== The request ==
Return every line of the data below unchanged, and leave the pictures out.
--- start Dataset ---
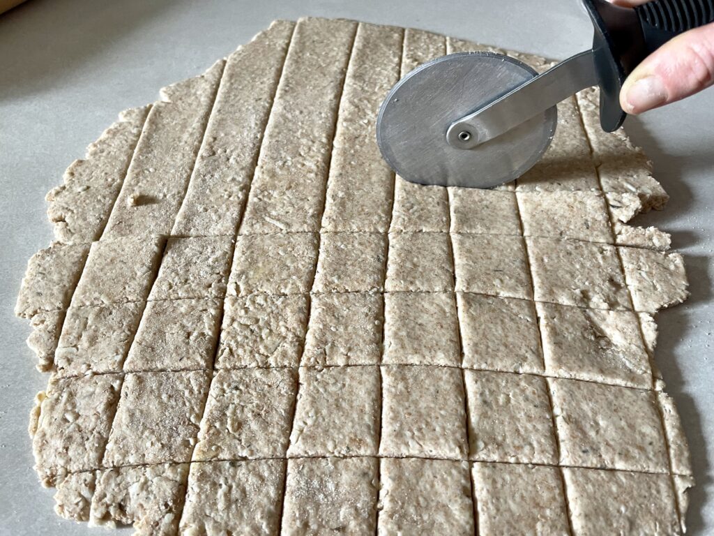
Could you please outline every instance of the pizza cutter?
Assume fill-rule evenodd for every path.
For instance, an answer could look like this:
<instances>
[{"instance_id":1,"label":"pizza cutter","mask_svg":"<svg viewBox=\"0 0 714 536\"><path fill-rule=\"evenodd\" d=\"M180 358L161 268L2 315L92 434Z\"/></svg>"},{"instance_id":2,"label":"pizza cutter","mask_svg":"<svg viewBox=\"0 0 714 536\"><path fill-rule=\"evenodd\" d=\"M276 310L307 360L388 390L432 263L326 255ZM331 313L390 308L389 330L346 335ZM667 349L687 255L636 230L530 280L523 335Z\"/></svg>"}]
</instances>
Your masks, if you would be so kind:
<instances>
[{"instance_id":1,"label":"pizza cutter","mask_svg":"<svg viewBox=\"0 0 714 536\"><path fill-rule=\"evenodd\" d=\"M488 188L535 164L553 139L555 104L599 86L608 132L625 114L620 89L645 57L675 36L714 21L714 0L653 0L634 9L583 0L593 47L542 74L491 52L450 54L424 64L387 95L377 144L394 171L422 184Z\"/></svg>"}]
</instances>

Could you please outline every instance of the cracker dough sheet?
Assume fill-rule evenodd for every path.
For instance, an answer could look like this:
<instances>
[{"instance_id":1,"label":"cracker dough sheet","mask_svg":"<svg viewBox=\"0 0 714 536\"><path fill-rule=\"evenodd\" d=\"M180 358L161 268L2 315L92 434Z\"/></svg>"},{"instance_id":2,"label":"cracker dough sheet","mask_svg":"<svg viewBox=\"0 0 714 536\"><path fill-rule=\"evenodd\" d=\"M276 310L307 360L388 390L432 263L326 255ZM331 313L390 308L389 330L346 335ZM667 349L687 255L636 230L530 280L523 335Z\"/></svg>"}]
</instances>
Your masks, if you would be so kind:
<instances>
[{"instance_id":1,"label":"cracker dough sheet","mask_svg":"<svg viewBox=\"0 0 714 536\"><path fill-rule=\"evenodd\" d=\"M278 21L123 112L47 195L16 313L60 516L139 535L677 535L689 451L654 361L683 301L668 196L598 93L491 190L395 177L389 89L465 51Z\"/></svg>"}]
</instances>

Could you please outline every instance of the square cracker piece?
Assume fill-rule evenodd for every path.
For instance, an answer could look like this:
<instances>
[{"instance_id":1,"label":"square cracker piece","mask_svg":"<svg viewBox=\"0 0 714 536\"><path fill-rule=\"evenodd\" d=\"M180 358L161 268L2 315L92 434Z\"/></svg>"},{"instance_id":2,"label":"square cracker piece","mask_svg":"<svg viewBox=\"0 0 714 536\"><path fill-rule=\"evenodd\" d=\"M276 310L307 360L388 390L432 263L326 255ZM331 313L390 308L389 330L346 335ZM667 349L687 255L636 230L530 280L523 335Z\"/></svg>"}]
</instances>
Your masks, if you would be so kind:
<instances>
--- end Dataset ---
== Exercise output ==
Could you please outline every instance of the pizza cutter?
Assume fill-rule evenodd for every path.
For instance, an answer could look like this:
<instances>
[{"instance_id":1,"label":"pizza cutter","mask_svg":"<svg viewBox=\"0 0 714 536\"><path fill-rule=\"evenodd\" d=\"M180 358L161 268L2 315L92 434Z\"/></svg>"},{"instance_id":2,"label":"pizza cutter","mask_svg":"<svg viewBox=\"0 0 714 536\"><path fill-rule=\"evenodd\" d=\"M276 310L307 360L388 390L432 263L326 255ZM331 313L390 308L389 330L346 335ZM667 349L687 255L636 230L530 280L523 335Z\"/></svg>"}]
</instances>
Your masks, if you would be so kind:
<instances>
[{"instance_id":1,"label":"pizza cutter","mask_svg":"<svg viewBox=\"0 0 714 536\"><path fill-rule=\"evenodd\" d=\"M488 188L535 164L553 139L555 104L599 86L608 132L625 114L620 89L645 57L675 36L714 21L714 0L653 0L634 9L583 0L593 47L542 74L491 52L450 54L424 64L387 95L377 144L394 171L422 184Z\"/></svg>"}]
</instances>

Could you please outline every instance of the cracker dough sheet?
Assume fill-rule evenodd for every path.
For instance, an answer could look like this:
<instances>
[{"instance_id":1,"label":"cracker dough sheet","mask_svg":"<svg viewBox=\"0 0 714 536\"><path fill-rule=\"evenodd\" d=\"M180 358L161 268L2 315L92 434Z\"/></svg>"},{"instance_id":2,"label":"cracker dough sheet","mask_svg":"<svg viewBox=\"0 0 714 536\"><path fill-rule=\"evenodd\" d=\"M276 310L307 360L388 390L432 263L326 255ZM331 313L390 308L389 330L346 335ZM667 349L687 255L636 230L530 280L523 335Z\"/></svg>"}]
</instances>
Your masks, if you would be so kind:
<instances>
[{"instance_id":1,"label":"cracker dough sheet","mask_svg":"<svg viewBox=\"0 0 714 536\"><path fill-rule=\"evenodd\" d=\"M278 21L123 112L47 195L16 313L60 516L139 535L677 535L689 451L654 361L683 301L668 196L598 93L491 190L395 177L389 89L465 51Z\"/></svg>"}]
</instances>

Could you please outline every instance of the square cracker piece?
Assume fill-rule evenodd for every path.
For instance, an answer could look like this:
<instances>
[{"instance_id":1,"label":"square cracker piece","mask_svg":"<svg viewBox=\"0 0 714 536\"><path fill-rule=\"evenodd\" d=\"M180 358L161 268L2 315L92 434Z\"/></svg>"},{"instance_id":2,"label":"square cracker piece","mask_svg":"<svg viewBox=\"0 0 714 536\"><path fill-rule=\"evenodd\" d=\"M276 310L307 360L388 390L432 263L326 255ZM331 313L390 308L389 330L346 335ZM667 349L687 255L636 230L530 280L523 335Z\"/></svg>"}]
</instances>
Your masks, if you would be so kind:
<instances>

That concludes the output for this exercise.